→ Requirements
Repeat the rows exactly, from the line containing "In the photograph above, where can the upper deck railing" through the last line of the rows, including both ends.

Object position labeling rows:
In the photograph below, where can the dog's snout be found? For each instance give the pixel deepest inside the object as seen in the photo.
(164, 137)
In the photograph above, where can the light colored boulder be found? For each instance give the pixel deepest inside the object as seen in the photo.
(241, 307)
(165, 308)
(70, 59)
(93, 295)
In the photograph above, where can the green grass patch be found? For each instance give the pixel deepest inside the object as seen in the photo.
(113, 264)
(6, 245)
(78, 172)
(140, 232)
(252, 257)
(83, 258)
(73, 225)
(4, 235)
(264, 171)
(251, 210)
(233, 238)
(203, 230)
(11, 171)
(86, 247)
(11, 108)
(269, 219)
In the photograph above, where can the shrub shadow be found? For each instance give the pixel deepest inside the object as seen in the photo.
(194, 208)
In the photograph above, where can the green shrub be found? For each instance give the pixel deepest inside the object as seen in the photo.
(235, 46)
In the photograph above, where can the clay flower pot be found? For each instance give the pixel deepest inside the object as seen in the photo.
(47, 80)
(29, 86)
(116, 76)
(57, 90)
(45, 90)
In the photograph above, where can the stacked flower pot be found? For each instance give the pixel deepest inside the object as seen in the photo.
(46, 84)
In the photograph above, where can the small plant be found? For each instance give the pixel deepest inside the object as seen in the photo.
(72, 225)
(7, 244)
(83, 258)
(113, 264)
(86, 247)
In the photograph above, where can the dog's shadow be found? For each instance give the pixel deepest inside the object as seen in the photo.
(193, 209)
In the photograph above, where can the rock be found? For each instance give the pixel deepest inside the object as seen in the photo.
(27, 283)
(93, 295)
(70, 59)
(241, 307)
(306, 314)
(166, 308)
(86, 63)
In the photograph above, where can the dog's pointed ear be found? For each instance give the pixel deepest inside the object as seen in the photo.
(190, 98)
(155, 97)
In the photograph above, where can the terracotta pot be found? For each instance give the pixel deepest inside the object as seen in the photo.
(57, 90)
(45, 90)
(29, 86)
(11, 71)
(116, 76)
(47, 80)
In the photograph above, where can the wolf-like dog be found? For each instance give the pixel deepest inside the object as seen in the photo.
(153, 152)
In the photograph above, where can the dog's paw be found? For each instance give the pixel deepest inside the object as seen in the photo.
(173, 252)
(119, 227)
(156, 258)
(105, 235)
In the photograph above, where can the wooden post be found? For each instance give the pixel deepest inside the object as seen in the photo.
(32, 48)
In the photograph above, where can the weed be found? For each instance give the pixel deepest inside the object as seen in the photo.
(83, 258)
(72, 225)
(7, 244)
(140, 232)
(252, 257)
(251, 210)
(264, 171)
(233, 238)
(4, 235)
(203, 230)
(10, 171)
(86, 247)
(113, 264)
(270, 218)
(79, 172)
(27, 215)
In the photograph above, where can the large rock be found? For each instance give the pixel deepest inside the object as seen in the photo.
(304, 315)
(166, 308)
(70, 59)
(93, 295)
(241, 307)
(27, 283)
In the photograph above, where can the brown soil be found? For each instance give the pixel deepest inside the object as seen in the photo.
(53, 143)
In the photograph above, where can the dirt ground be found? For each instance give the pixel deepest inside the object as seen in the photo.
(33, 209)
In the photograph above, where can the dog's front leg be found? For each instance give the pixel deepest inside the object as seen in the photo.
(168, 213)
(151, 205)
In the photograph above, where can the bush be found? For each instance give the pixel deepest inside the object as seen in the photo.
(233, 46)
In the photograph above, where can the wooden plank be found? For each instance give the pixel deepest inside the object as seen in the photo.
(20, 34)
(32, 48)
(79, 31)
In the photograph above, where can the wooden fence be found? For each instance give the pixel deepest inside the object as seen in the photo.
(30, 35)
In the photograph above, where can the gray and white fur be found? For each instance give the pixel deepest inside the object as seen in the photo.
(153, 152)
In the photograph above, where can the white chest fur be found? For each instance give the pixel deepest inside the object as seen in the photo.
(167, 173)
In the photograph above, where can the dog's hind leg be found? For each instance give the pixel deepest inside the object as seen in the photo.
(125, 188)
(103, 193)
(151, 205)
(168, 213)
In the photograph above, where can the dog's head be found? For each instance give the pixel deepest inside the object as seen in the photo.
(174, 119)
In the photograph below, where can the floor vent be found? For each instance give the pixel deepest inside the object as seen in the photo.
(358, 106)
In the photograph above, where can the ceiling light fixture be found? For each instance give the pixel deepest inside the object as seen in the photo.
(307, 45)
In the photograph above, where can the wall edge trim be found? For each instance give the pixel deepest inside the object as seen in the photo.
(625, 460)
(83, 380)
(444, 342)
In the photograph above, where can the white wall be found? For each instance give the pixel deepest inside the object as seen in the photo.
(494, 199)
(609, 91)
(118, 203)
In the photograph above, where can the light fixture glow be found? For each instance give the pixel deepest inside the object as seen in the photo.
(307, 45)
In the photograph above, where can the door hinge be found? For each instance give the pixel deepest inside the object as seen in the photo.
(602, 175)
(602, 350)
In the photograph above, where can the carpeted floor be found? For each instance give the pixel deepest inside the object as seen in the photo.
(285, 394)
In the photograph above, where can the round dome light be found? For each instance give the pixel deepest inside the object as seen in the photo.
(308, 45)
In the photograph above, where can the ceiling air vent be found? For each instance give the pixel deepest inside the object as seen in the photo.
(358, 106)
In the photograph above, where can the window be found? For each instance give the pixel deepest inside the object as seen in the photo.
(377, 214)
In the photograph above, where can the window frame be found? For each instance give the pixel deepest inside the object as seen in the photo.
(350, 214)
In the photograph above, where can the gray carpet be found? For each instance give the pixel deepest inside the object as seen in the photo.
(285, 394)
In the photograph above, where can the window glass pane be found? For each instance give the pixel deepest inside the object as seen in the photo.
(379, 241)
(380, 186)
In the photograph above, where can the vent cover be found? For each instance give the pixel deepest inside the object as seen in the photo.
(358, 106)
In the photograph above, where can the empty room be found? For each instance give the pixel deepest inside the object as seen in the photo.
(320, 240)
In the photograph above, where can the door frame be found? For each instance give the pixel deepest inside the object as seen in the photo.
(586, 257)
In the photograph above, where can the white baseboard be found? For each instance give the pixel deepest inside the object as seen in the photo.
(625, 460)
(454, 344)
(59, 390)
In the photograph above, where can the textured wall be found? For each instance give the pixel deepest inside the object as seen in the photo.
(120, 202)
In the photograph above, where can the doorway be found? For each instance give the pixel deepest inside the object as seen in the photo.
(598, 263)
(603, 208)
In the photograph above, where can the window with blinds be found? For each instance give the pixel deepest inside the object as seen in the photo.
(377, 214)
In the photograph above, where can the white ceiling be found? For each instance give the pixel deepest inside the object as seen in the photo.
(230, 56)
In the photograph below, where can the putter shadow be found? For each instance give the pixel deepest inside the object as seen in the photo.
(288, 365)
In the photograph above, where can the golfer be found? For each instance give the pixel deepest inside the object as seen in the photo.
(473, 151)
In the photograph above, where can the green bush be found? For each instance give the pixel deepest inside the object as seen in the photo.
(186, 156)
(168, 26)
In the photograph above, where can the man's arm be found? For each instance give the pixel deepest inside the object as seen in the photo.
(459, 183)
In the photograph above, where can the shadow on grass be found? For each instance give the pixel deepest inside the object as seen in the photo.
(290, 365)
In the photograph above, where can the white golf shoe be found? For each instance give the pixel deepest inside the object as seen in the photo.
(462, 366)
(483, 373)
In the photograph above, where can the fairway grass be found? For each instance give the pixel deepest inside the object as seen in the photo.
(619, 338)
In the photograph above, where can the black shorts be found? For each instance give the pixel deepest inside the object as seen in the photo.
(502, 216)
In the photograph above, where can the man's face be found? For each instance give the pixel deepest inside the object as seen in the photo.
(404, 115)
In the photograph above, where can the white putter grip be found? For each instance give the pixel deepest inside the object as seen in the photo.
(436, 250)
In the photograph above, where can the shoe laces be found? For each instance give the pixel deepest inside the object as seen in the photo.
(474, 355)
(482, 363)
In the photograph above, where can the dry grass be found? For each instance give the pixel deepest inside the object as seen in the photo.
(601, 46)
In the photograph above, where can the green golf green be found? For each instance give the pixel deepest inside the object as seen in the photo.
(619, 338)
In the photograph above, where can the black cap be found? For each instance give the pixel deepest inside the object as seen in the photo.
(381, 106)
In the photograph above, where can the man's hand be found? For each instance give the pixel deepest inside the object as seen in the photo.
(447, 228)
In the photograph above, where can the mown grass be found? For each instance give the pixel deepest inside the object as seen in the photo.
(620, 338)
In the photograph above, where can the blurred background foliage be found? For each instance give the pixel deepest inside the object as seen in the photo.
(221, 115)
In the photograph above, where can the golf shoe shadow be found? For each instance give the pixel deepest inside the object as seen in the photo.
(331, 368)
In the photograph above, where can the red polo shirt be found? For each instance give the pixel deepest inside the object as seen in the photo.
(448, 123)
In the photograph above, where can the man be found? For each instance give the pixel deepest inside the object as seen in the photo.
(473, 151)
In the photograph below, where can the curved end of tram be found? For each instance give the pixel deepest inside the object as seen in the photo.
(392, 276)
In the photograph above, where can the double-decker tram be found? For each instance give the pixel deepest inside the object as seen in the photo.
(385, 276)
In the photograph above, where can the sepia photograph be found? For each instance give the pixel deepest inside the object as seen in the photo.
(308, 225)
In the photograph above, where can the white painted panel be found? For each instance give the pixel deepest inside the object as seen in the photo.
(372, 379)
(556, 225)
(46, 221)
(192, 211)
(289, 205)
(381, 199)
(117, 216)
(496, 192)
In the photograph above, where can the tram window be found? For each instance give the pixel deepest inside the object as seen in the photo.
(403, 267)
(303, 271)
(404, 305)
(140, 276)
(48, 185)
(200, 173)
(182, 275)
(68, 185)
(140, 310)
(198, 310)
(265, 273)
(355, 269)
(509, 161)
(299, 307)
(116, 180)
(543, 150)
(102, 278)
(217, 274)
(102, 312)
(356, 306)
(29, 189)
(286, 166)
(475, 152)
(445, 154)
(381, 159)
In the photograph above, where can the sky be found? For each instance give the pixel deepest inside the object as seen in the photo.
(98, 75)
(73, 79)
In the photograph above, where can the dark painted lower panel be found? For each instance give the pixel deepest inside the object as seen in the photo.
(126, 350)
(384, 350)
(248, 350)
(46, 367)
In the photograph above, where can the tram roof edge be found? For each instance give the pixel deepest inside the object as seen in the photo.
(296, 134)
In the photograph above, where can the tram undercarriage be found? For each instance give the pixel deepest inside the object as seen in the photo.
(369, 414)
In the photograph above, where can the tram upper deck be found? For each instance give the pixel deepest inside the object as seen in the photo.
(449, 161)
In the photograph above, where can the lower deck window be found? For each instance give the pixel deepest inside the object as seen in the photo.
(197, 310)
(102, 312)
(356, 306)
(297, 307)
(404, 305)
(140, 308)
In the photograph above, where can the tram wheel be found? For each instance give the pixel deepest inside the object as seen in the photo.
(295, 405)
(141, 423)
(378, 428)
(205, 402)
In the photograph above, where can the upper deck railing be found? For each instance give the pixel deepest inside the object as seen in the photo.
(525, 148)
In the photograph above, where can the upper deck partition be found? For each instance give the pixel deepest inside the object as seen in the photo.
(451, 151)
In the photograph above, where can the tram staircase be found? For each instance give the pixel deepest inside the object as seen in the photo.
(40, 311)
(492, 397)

→ Output below
In the photograph above, where can the upper deck railing be found? For each instance give the pixel deepest inside the object as seen in the photo.
(525, 148)
In the photograph above, where can the upper deck partition be found? For each instance give the pixel deepest inside the object as seen in the photo.
(451, 151)
In the photograph above, where can the tram staircase be found? For each instance give the pixel deepest inside the object as seen in the photo.
(40, 311)
(492, 397)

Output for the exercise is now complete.